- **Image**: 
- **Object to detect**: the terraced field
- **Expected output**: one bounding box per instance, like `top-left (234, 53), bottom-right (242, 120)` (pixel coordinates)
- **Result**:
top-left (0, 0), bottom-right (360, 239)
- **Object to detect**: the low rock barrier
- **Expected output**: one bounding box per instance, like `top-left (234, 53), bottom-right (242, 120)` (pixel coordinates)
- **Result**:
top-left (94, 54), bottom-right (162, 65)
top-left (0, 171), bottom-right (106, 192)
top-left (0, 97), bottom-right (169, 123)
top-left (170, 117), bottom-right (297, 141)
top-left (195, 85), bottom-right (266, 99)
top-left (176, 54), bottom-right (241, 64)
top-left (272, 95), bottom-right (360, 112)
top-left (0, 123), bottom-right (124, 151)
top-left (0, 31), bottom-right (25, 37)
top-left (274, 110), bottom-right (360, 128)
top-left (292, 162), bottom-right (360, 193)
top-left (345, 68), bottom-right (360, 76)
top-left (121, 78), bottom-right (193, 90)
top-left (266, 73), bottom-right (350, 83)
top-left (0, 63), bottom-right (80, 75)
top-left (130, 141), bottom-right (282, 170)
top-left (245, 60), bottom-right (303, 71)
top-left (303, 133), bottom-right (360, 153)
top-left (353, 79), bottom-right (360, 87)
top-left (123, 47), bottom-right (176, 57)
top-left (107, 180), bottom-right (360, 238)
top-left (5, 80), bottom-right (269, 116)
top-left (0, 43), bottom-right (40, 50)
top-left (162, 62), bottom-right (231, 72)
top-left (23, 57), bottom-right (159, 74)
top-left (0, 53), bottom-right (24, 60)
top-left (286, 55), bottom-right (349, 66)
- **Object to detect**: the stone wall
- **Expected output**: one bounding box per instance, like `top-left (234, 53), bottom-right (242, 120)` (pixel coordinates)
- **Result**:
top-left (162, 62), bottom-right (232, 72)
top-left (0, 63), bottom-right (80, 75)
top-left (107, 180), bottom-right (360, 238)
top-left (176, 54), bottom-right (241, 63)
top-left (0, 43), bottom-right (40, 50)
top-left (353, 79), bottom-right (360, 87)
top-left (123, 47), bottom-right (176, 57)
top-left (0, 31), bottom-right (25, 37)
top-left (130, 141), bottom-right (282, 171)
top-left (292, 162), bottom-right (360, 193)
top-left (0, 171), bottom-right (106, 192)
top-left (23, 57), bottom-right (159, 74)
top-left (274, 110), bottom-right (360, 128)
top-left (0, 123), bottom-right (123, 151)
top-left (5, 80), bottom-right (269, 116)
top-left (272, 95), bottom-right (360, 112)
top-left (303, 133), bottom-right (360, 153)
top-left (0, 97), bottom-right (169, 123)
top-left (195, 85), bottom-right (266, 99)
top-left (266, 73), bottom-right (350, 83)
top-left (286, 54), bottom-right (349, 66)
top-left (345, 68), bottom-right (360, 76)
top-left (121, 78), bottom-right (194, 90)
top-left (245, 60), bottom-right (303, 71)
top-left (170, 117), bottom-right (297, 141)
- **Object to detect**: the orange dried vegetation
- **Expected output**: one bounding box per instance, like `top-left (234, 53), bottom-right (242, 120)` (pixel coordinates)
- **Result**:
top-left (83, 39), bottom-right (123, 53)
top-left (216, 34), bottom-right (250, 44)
_____
Task:
Repeat all of the entries above word for word, changing nothing.

Exercise result:
- **Image**: 
- **Object to detect**: the terraced field
- **Expected output**: one bounding box per instance, like `top-left (234, 53), bottom-right (242, 120)` (pixel coordinates)
- **Result**:
top-left (0, 0), bottom-right (360, 239)
- **Object to detect**: the low rock barrier
- **Expected output**: one bounding box per instance, like `top-left (234, 53), bottom-right (242, 120)` (pixel coordinates)
- **Result**:
top-left (94, 54), bottom-right (162, 65)
top-left (0, 171), bottom-right (106, 192)
top-left (0, 97), bottom-right (169, 123)
top-left (170, 117), bottom-right (297, 141)
top-left (195, 85), bottom-right (266, 99)
top-left (176, 54), bottom-right (241, 64)
top-left (272, 95), bottom-right (360, 112)
top-left (0, 123), bottom-right (124, 151)
top-left (0, 31), bottom-right (25, 37)
top-left (274, 110), bottom-right (360, 128)
top-left (292, 162), bottom-right (360, 193)
top-left (345, 68), bottom-right (360, 76)
top-left (121, 78), bottom-right (193, 90)
top-left (266, 73), bottom-right (350, 83)
top-left (0, 63), bottom-right (80, 75)
top-left (130, 141), bottom-right (282, 170)
top-left (245, 60), bottom-right (303, 71)
top-left (303, 133), bottom-right (360, 153)
top-left (353, 79), bottom-right (360, 87)
top-left (123, 47), bottom-right (176, 57)
top-left (107, 180), bottom-right (360, 238)
top-left (5, 80), bottom-right (269, 116)
top-left (0, 43), bottom-right (40, 50)
top-left (162, 62), bottom-right (231, 72)
top-left (23, 57), bottom-right (159, 74)
top-left (0, 53), bottom-right (24, 60)
top-left (286, 55), bottom-right (349, 66)
- **Object to detect**: the stone wall
- **Expected output**: one bounding box per instance, like `top-left (234, 53), bottom-right (242, 120)` (pixel coordinates)
- **Result**:
top-left (162, 62), bottom-right (232, 72)
top-left (0, 63), bottom-right (80, 75)
top-left (107, 180), bottom-right (360, 238)
top-left (176, 54), bottom-right (241, 63)
top-left (0, 43), bottom-right (40, 50)
top-left (353, 79), bottom-right (360, 87)
top-left (123, 47), bottom-right (176, 57)
top-left (0, 31), bottom-right (25, 37)
top-left (130, 141), bottom-right (282, 171)
top-left (292, 162), bottom-right (360, 193)
top-left (0, 171), bottom-right (106, 192)
top-left (23, 57), bottom-right (159, 74)
top-left (274, 110), bottom-right (360, 128)
top-left (0, 123), bottom-right (123, 151)
top-left (5, 80), bottom-right (269, 116)
top-left (272, 95), bottom-right (360, 112)
top-left (303, 133), bottom-right (360, 153)
top-left (0, 97), bottom-right (169, 123)
top-left (195, 85), bottom-right (266, 99)
top-left (266, 73), bottom-right (350, 83)
top-left (286, 54), bottom-right (349, 66)
top-left (345, 68), bottom-right (360, 76)
top-left (121, 78), bottom-right (194, 90)
top-left (245, 60), bottom-right (303, 71)
top-left (170, 117), bottom-right (297, 141)
- **Object to detect**: the orange dried vegetation
- **Expected output**: one bounding box per instance, like `top-left (234, 53), bottom-right (242, 120)` (pixel coordinates)
- **Result**:
top-left (83, 39), bottom-right (123, 53)
top-left (216, 34), bottom-right (250, 44)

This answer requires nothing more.